━━━ Dataset excerpts

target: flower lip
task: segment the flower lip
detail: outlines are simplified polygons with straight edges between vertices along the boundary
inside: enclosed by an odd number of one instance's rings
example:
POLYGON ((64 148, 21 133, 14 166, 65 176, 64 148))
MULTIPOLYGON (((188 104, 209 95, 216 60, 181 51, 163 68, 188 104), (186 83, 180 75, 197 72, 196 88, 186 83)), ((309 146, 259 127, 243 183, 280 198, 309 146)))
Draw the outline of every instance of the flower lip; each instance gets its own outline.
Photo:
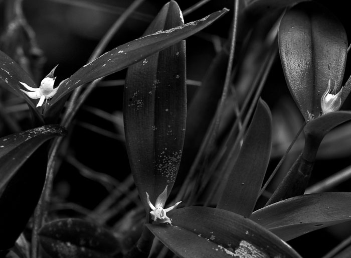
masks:
POLYGON ((40 92, 44 96, 47 96, 54 89, 54 83, 55 83, 55 80, 56 77, 50 78, 46 77, 44 78, 42 82, 40 83, 40 92))
POLYGON ((160 223, 169 223, 171 225, 172 225, 171 219, 170 219, 167 216, 166 213, 168 211, 174 209, 178 204, 182 202, 182 201, 178 202, 176 203, 174 205, 167 208, 166 209, 163 209, 164 204, 166 202, 166 200, 167 199, 167 188, 168 186, 166 186, 166 188, 164 188, 163 191, 160 194, 156 200, 156 202, 155 203, 155 206, 153 206, 151 202, 150 201, 150 197, 149 196, 147 192, 146 193, 146 200, 147 201, 147 203, 149 206, 152 210, 150 213, 151 215, 152 218, 155 221, 157 219, 160 223))
POLYGON ((322 115, 336 111, 340 108, 341 104, 341 94, 342 88, 336 93, 336 81, 332 90, 330 90, 330 79, 329 79, 328 86, 320 99, 320 107, 322 115), (331 93, 333 92, 333 93, 331 93))

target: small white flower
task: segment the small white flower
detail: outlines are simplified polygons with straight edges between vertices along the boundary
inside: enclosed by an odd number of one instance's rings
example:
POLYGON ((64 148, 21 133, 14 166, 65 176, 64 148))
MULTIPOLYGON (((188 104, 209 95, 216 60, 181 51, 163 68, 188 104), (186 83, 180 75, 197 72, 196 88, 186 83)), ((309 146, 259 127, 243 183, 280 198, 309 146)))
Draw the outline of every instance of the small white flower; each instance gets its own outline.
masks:
POLYGON ((330 79, 329 79, 328 87, 320 99, 320 106, 322 109, 322 114, 325 114, 330 112, 338 110, 341 105, 340 95, 342 92, 342 88, 336 93, 336 81, 335 82, 334 89, 330 90, 330 79), (332 92, 332 93, 331 93, 332 92))
POLYGON ((156 220, 158 219, 160 220, 160 221, 159 221, 160 223, 169 223, 171 225, 172 223, 171 222, 171 219, 167 216, 166 213, 170 210, 175 208, 177 206, 178 206, 178 204, 182 202, 182 201, 177 202, 176 203, 176 204, 169 207, 169 208, 163 209, 163 207, 164 207, 164 204, 166 202, 166 200, 167 199, 167 185, 166 186, 166 188, 164 189, 163 191, 156 199, 155 206, 153 206, 153 205, 152 205, 150 201, 150 198, 149 197, 149 195, 147 193, 147 192, 146 192, 146 199, 147 200, 147 203, 148 203, 150 208, 151 210, 152 210, 150 212, 150 213, 151 213, 152 217, 152 219, 156 221, 156 220))
POLYGON ((42 106, 44 103, 45 99, 51 98, 54 95, 56 94, 59 87, 57 87, 54 88, 54 83, 56 77, 44 78, 42 82, 40 83, 40 86, 39 88, 32 88, 28 86, 24 82, 20 82, 20 83, 22 84, 25 87, 30 91, 26 91, 21 89, 25 93, 26 93, 30 98, 34 99, 40 98, 39 102, 37 104, 37 107, 42 106))

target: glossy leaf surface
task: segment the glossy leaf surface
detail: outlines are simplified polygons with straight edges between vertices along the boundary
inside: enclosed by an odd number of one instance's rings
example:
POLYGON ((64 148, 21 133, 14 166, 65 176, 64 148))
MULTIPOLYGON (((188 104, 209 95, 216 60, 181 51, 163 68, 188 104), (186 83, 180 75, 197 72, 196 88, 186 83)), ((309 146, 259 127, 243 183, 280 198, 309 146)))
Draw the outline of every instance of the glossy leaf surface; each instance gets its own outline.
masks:
MULTIPOLYGON (((52 99, 46 116, 54 112, 55 103, 77 87, 96 79, 127 68, 148 56, 162 50, 209 26, 224 15, 228 9, 216 12, 201 20, 177 28, 154 31, 154 34, 119 46, 105 53, 81 68, 60 83, 57 93, 52 99), (51 109, 53 109, 52 111, 51 109)), ((178 14, 180 17, 180 14, 178 14)))
POLYGON ((350 193, 296 196, 255 211, 250 218, 287 241, 319 228, 351 220, 350 193))
POLYGON ((217 208, 250 216, 268 165, 271 140, 270 111, 260 99, 217 208))
POLYGON ((174 226, 147 226, 179 257, 300 257, 263 227, 233 212, 189 207, 171 217, 174 226))
POLYGON ((0 189, 40 145, 65 133, 58 124, 49 124, 0 138, 0 189))
MULTIPOLYGON (((300 110, 316 117, 328 82, 341 87, 347 43, 341 24, 316 3, 299 5, 286 12, 279 29, 280 58, 289 89, 300 110)), ((344 89, 343 102, 349 89, 344 89)))
POLYGON ((40 243, 53 257, 110 257, 118 242, 108 230, 79 219, 55 220, 39 231, 40 243))
MULTIPOLYGON (((184 24, 171 1, 145 33, 184 24)), ((176 180, 182 157, 186 117, 185 42, 181 41, 130 66, 127 73, 123 114, 129 163, 147 210, 145 192, 154 203, 176 180)))
POLYGON ((349 111, 331 112, 309 121, 304 131, 306 135, 323 139, 333 128, 349 120, 351 120, 349 111))

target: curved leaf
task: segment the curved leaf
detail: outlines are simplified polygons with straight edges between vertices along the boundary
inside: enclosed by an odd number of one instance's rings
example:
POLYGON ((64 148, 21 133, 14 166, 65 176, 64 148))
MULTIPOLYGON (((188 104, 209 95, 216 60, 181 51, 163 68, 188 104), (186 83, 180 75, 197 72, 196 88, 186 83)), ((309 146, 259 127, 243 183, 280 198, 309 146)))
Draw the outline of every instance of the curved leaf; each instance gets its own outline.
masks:
POLYGON ((306 135, 322 139, 334 127, 351 120, 351 111, 336 111, 309 121, 304 128, 306 135))
POLYGON ((30 98, 20 89, 27 90, 19 82, 24 82, 33 88, 37 88, 35 82, 11 57, 0 51, 0 79, 9 86, 9 89, 15 94, 25 99, 29 106, 35 119, 44 124, 43 116, 36 107, 34 100, 30 98))
MULTIPOLYGON (((165 5, 145 33, 184 24, 178 4, 165 5)), ((135 184, 147 210, 145 192, 154 203, 179 168, 187 112, 185 42, 128 69, 123 115, 126 142, 135 184)))
POLYGON ((271 142, 272 116, 260 99, 217 208, 250 216, 268 166, 271 142))
POLYGON ((61 82, 57 93, 53 97, 49 108, 45 111, 45 115, 50 116, 51 109, 55 108, 55 103, 79 86, 126 68, 195 34, 209 26, 228 11, 224 8, 201 20, 185 25, 154 32, 153 34, 130 41, 105 53, 61 82))
POLYGON ((49 124, 0 138, 0 189, 39 146, 65 129, 49 124))
POLYGON ((63 219, 45 224, 40 243, 51 257, 110 257, 118 243, 108 230, 79 219, 63 219))
MULTIPOLYGON (((295 101, 306 120, 307 111, 319 116, 329 80, 332 85, 336 82, 337 92, 341 87, 347 48, 342 25, 320 5, 301 4, 282 19, 278 41, 285 78, 295 101)), ((343 102, 345 97, 341 97, 343 102)))
POLYGON ((179 257, 300 257, 274 234, 233 212, 189 207, 175 210, 172 218, 174 226, 147 226, 179 257))
POLYGON ((351 193, 296 196, 255 211, 250 218, 287 241, 351 220, 351 193))

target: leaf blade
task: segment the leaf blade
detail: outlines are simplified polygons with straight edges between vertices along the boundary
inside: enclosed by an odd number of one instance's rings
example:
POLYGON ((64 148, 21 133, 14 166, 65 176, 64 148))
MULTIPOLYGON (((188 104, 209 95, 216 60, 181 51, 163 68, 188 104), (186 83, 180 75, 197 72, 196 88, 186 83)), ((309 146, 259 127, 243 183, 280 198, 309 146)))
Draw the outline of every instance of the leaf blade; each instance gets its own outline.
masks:
POLYGON ((81 68, 67 79, 63 81, 46 112, 50 113, 50 110, 54 108, 53 105, 56 102, 77 87, 126 68, 171 46, 208 26, 228 11, 228 9, 225 8, 203 19, 187 24, 184 26, 158 32, 130 41, 105 53, 81 68), (103 68, 104 69, 101 69, 103 68))
MULTIPOLYGON (((184 24, 179 7, 166 4, 146 35, 184 24)), ((146 210, 179 167, 186 117, 185 42, 181 41, 128 68, 123 115, 128 157, 146 210)))
POLYGON ((255 211, 251 218, 285 241, 351 220, 351 193, 322 193, 296 196, 255 211))
POLYGON ((250 216, 268 165, 271 142, 272 116, 260 99, 217 208, 250 216))
POLYGON ((180 257, 244 257, 249 249, 257 257, 300 257, 276 236, 233 212, 188 207, 174 211, 172 218, 175 226, 147 226, 180 257))

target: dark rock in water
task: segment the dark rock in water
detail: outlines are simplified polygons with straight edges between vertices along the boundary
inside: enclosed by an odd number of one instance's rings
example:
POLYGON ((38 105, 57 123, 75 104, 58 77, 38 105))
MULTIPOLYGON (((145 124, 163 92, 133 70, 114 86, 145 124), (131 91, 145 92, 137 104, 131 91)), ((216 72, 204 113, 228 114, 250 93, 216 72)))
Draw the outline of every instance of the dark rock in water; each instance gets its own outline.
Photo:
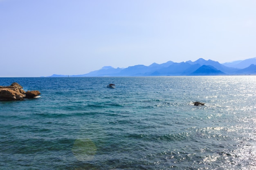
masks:
POLYGON ((195 106, 203 106, 204 105, 204 103, 201 103, 199 102, 195 102, 193 103, 195 106))
POLYGON ((25 97, 16 88, 0 88, 0 99, 1 100, 20 100, 25 97))
POLYGON ((26 92, 16 82, 9 86, 0 86, 0 100, 21 100, 25 98, 34 98, 40 94, 38 91, 26 92))
POLYGON ((40 92, 38 91, 27 91, 26 92, 26 97, 28 98, 34 98, 39 95, 40 92))
POLYGON ((14 82, 14 83, 12 83, 12 84, 11 85, 11 86, 15 87, 15 88, 18 88, 19 89, 21 89, 21 88, 23 88, 22 86, 20 86, 20 84, 18 84, 18 83, 14 82))

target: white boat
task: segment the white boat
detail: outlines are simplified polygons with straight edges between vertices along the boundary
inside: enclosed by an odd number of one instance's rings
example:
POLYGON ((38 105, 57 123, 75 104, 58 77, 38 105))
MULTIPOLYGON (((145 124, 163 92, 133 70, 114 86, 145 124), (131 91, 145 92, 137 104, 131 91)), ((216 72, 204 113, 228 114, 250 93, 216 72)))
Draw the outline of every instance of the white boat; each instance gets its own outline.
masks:
POLYGON ((109 88, 115 88, 116 87, 115 86, 115 85, 114 84, 109 84, 108 86, 107 86, 107 87, 109 88))

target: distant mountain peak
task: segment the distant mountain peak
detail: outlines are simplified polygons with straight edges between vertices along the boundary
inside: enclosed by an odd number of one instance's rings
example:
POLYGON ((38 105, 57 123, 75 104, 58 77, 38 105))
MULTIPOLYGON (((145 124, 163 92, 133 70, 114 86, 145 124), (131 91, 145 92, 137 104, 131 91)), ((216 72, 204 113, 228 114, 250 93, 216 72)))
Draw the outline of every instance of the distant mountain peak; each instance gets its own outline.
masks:
POLYGON ((111 66, 104 66, 104 67, 101 68, 102 69, 107 70, 109 68, 114 68, 114 67, 111 66))

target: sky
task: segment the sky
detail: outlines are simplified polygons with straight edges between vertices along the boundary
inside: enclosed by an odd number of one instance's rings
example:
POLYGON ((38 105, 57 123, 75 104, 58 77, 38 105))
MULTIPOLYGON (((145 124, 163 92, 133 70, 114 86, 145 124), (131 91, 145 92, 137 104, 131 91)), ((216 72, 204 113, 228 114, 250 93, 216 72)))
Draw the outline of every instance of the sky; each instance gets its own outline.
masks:
POLYGON ((0 77, 256 57, 255 0, 0 0, 0 77))

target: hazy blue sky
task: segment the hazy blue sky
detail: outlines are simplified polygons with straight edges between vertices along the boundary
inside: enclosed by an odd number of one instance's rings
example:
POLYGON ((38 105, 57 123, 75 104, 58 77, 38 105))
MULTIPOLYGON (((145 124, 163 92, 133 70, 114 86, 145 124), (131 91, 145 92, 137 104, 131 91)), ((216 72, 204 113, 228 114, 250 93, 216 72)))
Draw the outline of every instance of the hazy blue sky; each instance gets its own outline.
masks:
POLYGON ((255 0, 0 0, 0 77, 256 57, 255 0))

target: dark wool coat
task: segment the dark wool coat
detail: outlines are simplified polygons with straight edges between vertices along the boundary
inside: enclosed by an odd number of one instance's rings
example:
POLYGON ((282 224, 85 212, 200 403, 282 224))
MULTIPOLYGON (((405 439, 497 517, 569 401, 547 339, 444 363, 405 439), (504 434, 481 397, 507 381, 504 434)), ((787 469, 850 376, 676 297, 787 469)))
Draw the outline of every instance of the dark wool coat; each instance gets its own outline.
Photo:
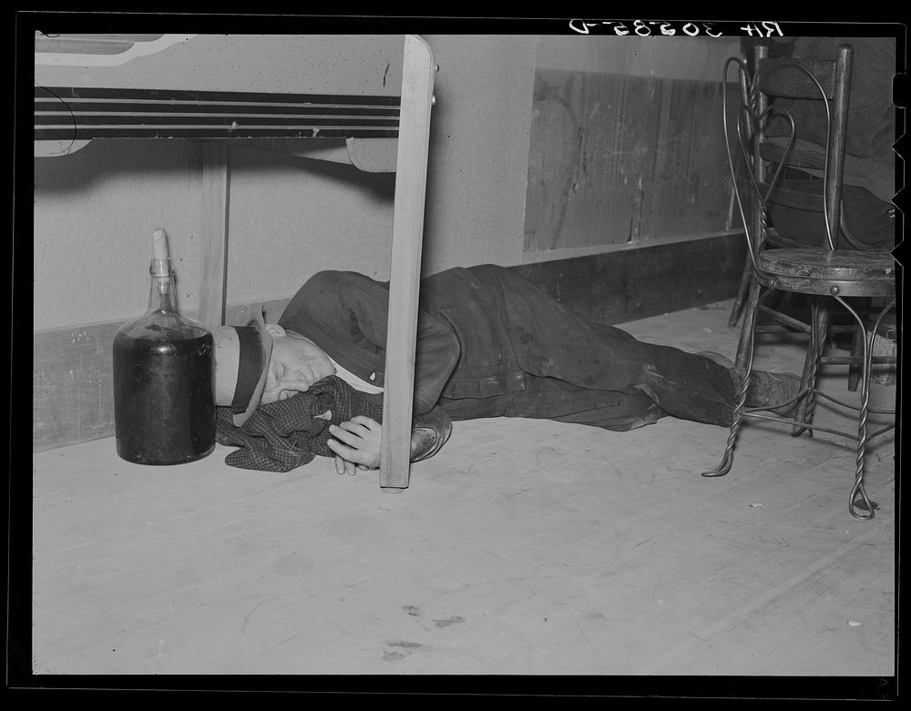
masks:
MULTIPOLYGON (((496 265, 424 279, 415 415, 537 417, 629 430, 664 415, 727 425, 735 385, 703 356, 589 323, 496 265)), ((348 271, 307 281, 279 320, 384 384, 388 283, 348 271)))

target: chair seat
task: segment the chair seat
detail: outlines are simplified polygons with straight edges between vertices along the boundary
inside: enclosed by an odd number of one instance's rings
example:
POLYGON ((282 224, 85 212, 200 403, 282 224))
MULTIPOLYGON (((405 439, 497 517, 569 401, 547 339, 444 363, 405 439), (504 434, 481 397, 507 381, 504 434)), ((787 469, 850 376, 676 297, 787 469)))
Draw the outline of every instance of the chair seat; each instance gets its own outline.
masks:
POLYGON ((782 249, 760 253, 759 267, 774 275, 776 289, 806 294, 893 296, 896 260, 888 252, 782 249))

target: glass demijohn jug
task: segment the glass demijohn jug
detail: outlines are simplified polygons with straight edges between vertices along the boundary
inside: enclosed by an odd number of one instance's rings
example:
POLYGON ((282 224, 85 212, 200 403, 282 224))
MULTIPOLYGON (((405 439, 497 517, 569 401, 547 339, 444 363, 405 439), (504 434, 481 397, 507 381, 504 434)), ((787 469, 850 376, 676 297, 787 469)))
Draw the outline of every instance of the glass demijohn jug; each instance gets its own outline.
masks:
POLYGON ((178 311, 163 229, 152 244, 148 310, 114 337, 117 452, 138 464, 180 464, 215 447, 213 339, 178 311))

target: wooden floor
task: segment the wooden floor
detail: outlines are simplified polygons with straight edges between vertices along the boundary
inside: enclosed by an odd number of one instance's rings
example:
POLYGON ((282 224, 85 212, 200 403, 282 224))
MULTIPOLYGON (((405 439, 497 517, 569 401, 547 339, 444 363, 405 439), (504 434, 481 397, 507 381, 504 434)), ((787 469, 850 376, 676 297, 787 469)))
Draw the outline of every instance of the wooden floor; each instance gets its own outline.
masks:
MULTIPOLYGON (((625 328, 732 356, 729 308, 625 328)), ((894 675, 893 436, 868 456, 871 522, 847 511, 846 441, 754 421, 732 472, 701 477, 726 436, 456 422, 394 495, 328 459, 234 469, 220 446, 168 468, 118 460, 112 439, 36 454, 33 671, 894 675)))

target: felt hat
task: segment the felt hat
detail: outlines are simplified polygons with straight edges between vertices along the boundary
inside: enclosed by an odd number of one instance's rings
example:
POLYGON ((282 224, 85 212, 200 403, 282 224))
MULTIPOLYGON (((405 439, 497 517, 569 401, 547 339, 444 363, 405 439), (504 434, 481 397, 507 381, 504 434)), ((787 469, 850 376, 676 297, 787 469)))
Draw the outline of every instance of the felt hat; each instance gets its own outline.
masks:
POLYGON ((272 337, 266 330, 262 310, 246 326, 212 329, 215 341, 215 404, 230 407, 235 426, 253 414, 266 386, 272 337))

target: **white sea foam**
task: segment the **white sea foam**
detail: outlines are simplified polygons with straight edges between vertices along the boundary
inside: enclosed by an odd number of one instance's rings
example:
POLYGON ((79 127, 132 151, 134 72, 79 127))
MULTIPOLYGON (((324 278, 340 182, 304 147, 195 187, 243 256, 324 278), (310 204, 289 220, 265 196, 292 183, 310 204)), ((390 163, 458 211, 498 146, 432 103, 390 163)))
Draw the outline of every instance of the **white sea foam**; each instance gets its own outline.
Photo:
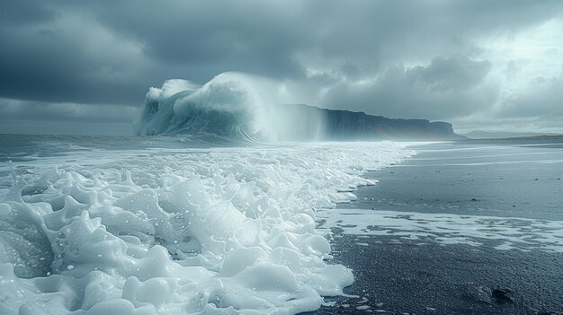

━━━━━━

Starting at the line that contains "target: **white sea foam**" and ending at the last of the lines, recast those lines as a JSON list of strings with one string per line. Skip blank lines and leave the pictures out.

**Exercise response:**
[
  "target: **white sea foam**",
  "task: segment the **white sea foam**",
  "detail: outlines are simplified polygons with straight edges between vertices along the boundary",
  "inside: enclosed by an odd number of one instance's rings",
  "example:",
  "POLYGON ((79 127, 132 151, 134 72, 79 127))",
  "MULTIPOLYGON (((324 278, 340 182, 304 147, 195 187, 243 256, 324 278), (310 204, 289 220, 265 196, 292 183, 310 204)), ((390 163, 458 211, 498 146, 432 103, 390 163)))",
  "Draw the outline of every instance of the **white sea foam**; each instance gets its own outline.",
  "Photo:"
]